▶ [Records for processing]
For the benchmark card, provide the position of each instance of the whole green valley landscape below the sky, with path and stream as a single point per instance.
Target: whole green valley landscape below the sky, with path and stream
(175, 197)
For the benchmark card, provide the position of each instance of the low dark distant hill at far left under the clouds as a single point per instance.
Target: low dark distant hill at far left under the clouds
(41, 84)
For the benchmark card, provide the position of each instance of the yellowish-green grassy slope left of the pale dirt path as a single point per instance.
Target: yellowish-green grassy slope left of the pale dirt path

--

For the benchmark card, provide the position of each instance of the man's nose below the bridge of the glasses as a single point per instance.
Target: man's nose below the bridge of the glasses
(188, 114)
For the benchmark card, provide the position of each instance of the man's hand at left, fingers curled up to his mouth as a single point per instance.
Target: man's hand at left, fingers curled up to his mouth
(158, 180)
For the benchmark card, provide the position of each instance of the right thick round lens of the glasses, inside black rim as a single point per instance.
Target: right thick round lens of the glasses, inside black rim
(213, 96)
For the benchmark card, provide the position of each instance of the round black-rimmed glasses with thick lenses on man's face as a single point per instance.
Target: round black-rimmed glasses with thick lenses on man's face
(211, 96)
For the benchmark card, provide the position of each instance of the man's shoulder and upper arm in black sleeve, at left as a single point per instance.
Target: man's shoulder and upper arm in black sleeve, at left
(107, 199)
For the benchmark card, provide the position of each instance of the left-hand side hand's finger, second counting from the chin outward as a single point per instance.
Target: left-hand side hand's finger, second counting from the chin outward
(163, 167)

▶ [What this task involves]
Which of the lines in the material carry the string "grassy"? Pull them out.

▶ [Completed exercise]
For the benchmark card, provide the position of each instance of the yellowish-green grassy slope left of the pale dirt path as a single point per instance.
Target: yellowish-green grassy slope left of the pale dirt path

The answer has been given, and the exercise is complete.